- _The data_:
——
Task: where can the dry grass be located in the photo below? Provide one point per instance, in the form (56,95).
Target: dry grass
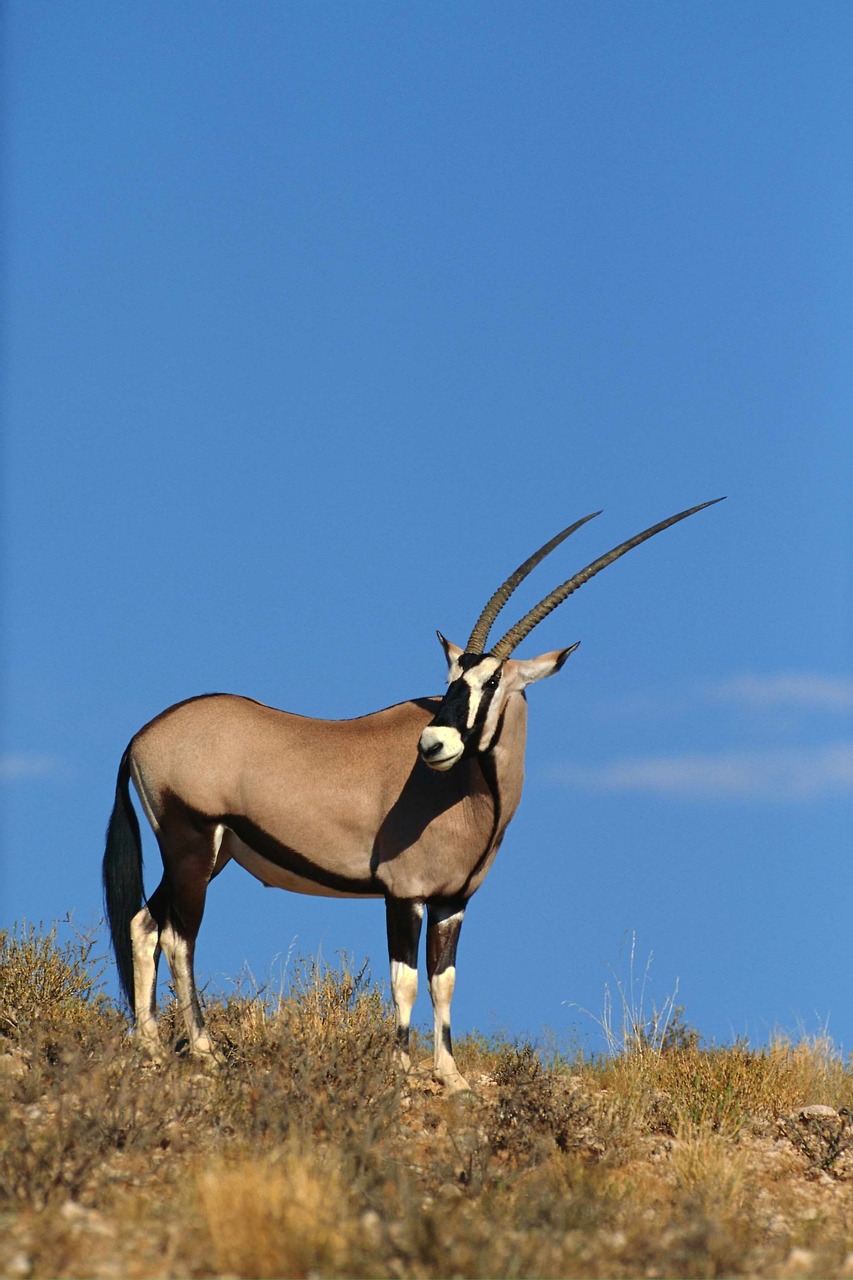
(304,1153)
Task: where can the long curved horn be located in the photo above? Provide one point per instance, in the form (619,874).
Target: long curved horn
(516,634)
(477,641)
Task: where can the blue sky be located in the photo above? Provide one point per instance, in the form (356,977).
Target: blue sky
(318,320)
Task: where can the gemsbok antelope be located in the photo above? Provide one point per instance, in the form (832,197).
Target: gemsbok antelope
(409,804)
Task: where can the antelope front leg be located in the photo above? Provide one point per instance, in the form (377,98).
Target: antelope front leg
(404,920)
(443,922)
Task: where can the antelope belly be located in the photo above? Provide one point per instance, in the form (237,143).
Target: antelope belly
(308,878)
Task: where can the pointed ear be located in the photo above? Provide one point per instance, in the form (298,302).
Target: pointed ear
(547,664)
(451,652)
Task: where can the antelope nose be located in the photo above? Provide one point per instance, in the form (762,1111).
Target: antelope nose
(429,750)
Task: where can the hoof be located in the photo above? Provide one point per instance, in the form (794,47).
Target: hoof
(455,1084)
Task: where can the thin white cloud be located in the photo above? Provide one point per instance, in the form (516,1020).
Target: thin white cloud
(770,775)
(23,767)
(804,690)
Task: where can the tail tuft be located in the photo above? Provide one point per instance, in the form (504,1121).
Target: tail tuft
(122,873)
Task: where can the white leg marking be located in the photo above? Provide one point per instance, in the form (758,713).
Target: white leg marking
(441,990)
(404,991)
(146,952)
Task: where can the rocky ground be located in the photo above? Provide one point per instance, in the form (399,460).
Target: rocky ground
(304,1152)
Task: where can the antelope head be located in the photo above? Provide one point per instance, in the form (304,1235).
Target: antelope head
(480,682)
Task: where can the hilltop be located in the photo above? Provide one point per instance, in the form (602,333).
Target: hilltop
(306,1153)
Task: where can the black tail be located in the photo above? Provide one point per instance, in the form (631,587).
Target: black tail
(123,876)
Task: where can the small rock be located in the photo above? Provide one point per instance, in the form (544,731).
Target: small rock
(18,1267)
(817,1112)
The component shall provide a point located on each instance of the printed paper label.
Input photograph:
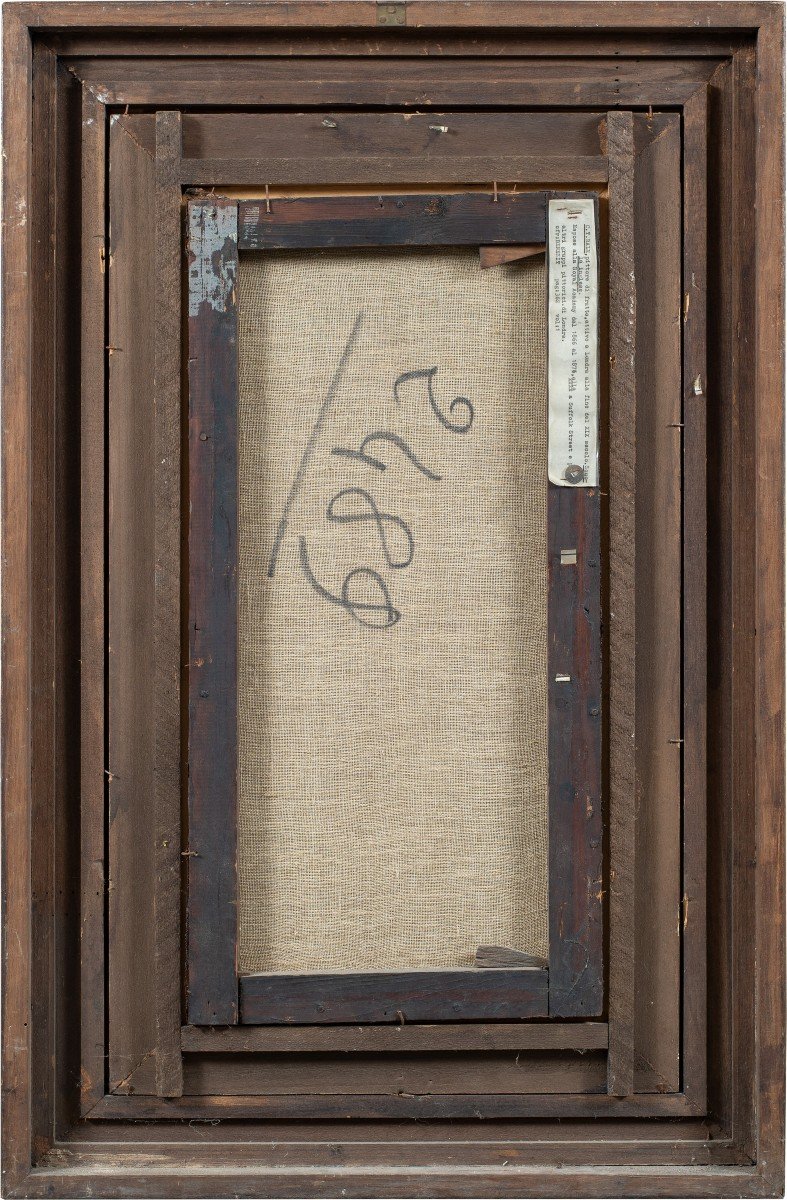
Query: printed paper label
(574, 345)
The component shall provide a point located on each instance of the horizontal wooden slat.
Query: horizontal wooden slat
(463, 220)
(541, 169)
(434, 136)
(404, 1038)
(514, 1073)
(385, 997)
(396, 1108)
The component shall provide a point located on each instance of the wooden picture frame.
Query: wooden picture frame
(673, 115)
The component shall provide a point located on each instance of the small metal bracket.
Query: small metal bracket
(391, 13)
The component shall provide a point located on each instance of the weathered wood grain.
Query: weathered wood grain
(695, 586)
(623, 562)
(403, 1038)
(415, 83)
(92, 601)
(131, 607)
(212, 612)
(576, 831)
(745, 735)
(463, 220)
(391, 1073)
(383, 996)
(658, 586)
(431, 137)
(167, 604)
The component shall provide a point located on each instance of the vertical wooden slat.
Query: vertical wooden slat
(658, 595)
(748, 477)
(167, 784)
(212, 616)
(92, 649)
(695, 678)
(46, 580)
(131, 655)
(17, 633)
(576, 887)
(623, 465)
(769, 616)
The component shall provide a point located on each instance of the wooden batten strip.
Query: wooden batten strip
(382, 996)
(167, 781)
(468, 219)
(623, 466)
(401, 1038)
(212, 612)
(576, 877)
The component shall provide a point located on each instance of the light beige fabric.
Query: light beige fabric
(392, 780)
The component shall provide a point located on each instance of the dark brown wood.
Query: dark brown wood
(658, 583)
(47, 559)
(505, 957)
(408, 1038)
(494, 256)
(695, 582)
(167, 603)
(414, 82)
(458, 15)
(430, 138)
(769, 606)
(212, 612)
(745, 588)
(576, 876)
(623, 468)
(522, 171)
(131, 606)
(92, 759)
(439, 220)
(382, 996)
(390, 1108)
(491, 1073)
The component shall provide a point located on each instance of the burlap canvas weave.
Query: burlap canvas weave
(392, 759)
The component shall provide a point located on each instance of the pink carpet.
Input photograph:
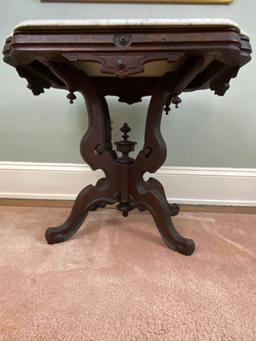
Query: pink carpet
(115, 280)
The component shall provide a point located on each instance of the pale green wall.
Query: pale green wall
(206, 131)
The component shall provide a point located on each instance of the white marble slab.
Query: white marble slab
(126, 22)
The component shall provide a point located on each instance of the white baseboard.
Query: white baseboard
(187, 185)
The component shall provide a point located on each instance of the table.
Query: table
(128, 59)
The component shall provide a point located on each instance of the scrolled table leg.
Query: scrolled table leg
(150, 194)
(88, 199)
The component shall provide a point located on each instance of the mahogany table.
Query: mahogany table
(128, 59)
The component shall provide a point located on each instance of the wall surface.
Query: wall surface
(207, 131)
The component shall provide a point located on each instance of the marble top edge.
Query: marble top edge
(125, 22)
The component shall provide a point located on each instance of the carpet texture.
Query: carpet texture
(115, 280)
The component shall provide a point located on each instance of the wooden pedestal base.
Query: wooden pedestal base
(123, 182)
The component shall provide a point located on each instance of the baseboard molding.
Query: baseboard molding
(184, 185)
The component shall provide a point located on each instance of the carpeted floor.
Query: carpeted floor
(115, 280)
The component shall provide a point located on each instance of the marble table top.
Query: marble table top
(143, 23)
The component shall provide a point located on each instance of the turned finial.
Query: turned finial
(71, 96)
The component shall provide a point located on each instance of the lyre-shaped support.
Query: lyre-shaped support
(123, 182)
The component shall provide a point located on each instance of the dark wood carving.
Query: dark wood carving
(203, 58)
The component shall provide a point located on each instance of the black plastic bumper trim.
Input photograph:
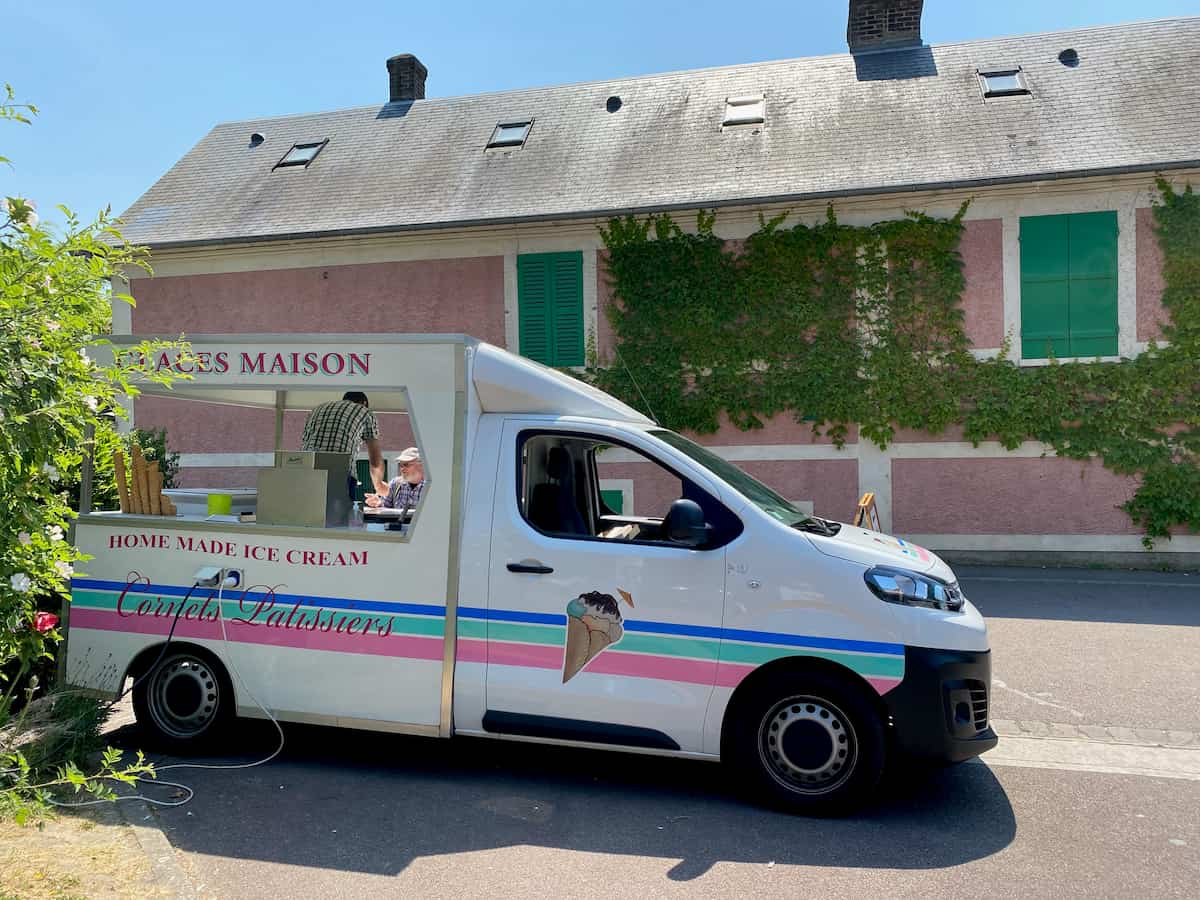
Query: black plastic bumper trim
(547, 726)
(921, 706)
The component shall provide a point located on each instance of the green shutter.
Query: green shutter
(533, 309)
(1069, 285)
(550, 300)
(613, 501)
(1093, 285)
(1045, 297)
——
- _Your assignment_:
The records must be copied with no word altered, and without their pictures.

- _Finished task_:
Task: where can the dry grass be located in the photo below? Provide one point per instance, in the form (56,95).
Target: dry grass
(304,1153)
Task: where can the long curved horn be located in the photo above? Provide one point per instance, in the form (619,874).
Target: long curved horn
(516,634)
(477,641)
Task: where can the blue sky be located in the photo above? Provide one point per instance, in the form (356,977).
Target: blue sky
(318,320)
Task: where can the gemsbok antelope be located in the photo above? Provide one point per instance, in the form (832,197).
Target: gemsbok antelope
(409,804)
Task: where can the antelope front leg be located in the photo above? Provide one point per instance, in the form (377,98).
Target: antelope front leg
(404,920)
(443,922)
Task: where can the antelope belly be located in the photo above? Provide one point per instance, in the form (237,143).
Target: antelope belly
(308,878)
Task: where can the pointed ear be located in the photo above? Provide one point per instance, in the form (298,302).
Target: pointed ear
(547,664)
(451,652)
Task: where can the antelope nose be located in the photo above? Provide one point per instance, in the form (762,1111).
Target: antelope nose
(429,750)
Task: where can the hoof be located in the photo above? Provide one point per instance, in the form (794,47).
Target: hoof
(455,1084)
Task: where can the thin white cloud be located in the photo above? Provide one point per instance, in the form (516,1020).
Target: thin white cloud
(770,775)
(23,767)
(804,690)
Task: where can the tail tuft be located in the photo above? Provide one point per instance, in the form (504,1121).
Target: tail tuft
(122,873)
Task: where can the white leg marking be located in the photo above? Provide one point per instance, in the form (758,713).
Target: white leg marking
(441,990)
(404,991)
(146,952)
Task: where can the rocky ground be located in the photo above? Provide one point per instance, in the form (399,460).
Target: rocky ground
(304,1152)
Task: where can the antelope head be located in the photo above? Provide one point per instance, in the form (304,1235).
Target: antelope head
(480,682)
Task: where can the hilltop be located in the photo above? Provide one point per instance, in the form (602,333).
Target: hilltop
(306,1153)
Task: where can the black tail be located in the photo above? Provide one point per instance, in the form (631,587).
Target: black tail
(123,876)
Task: where can the small rock be located in the photo above? Provide one point per instance, in the form (544,731).
Target: small rock
(18,1267)
(817,1112)
The component shall provide a point located on each instance of the printed paper label.
Input photograph:
Query: printed paper label
(574, 345)
The component shall provide a point located on each instance of the horizontal wooden slat.
Query: horizontal wooden slat
(463, 220)
(541, 169)
(434, 136)
(404, 1038)
(514, 1073)
(385, 997)
(396, 1108)
The component shall provide a point located on each instance of the wooden picture frame.
Query: wooden picture frame
(673, 115)
The component shall provide a point located on each instance of the small metal bracket.
Query: small metal bracket
(391, 13)
The component shall provide a point located on each instance of the weathered wood grain.
Query: weathered wood grain
(695, 586)
(623, 562)
(403, 1038)
(415, 83)
(92, 601)
(131, 607)
(212, 612)
(576, 831)
(745, 735)
(463, 220)
(391, 1073)
(383, 996)
(658, 586)
(431, 137)
(167, 604)
The component shall provide a point located on each instance of the vertical wooden slat.
Query: vertical wooden slat
(658, 595)
(748, 477)
(167, 784)
(212, 616)
(92, 649)
(695, 678)
(46, 580)
(131, 655)
(17, 633)
(576, 887)
(623, 465)
(769, 616)
The component shall provide a point located on each instance of the wooden batten strip.
Query: wooden batten strip
(382, 996)
(167, 781)
(468, 219)
(623, 466)
(401, 1038)
(212, 612)
(576, 877)
The component shall provide a point located on each instance of the light beige fabric.
Query: light beige fabric
(392, 780)
The component shall provide a point located on each instance of the dark brown wood.
Query: dark brown wood
(658, 583)
(47, 559)
(505, 957)
(408, 1038)
(494, 256)
(695, 582)
(167, 603)
(414, 82)
(458, 15)
(430, 138)
(769, 606)
(212, 612)
(745, 588)
(576, 876)
(623, 468)
(522, 171)
(131, 606)
(92, 759)
(439, 220)
(382, 996)
(390, 1108)
(491, 1073)
The component shall provide a point located on each instance of the burlap canvas weave.
Query: burlap canvas weave
(392, 759)
The component shall provide a point located on each instance of the pink carpet.
Input photograph:
Query: pink carpet
(115, 280)
The component shall provide a point located on each instance of the pale green wall.
Query: pale green wall
(206, 131)
The component shall provide a point located on each instance of the white marble slab.
Query: white marble slab
(126, 22)
The component shall provide a point located on each instance of the white baseboard.
Query: white baseboard
(187, 185)
The component shall provide a point located on each instance of the table.
Query: table
(128, 59)
The component shall provide a point located on each instance of the scrolled table leg.
Query: scrolled table leg
(150, 194)
(88, 199)
The component shall provide a point located on each instance of the mahogany table.
Query: mahogany table
(128, 59)
The component shall provide a point located on each instance of the wall surface.
Query: wall surface
(207, 131)
The component shall provide a point located on each instance of the marble top edge.
Query: marble top edge
(125, 22)
The component shall provide a point located on each instance of the carpet texture.
Query: carpet texture
(115, 280)
The component shall provide a point located on each instance of the wooden pedestal base.
Query: wooden pedestal base
(123, 182)
The component shall provide a point located on each instance of the baseboard molding.
Query: baseboard molding
(184, 185)
The component shall provide a point located on each instance of the carpeted floor.
Query: carpeted floor
(115, 280)
The component shall provide a point located on each instance of the marble table top.
Query: marble table top
(143, 23)
The component shall provide a point located on each instance of the turned finial.
Query: turned finial
(71, 96)
The component shall provide a point located on each instance of the lyre-shaped support.
Query: lyre-shaped support
(123, 182)
The component shall provide a point located on each instance of the dark wood carving.
Query: dark wood carving
(203, 58)
The component shall provide a point located on each instance of the black plastic bumper trim.
Input photograph:
Query: black plastic bumper trim
(547, 726)
(921, 706)
The component shall provide a point located on each instance of the green shutter.
Query: green shutter
(533, 309)
(1069, 285)
(550, 300)
(613, 501)
(1093, 285)
(1045, 297)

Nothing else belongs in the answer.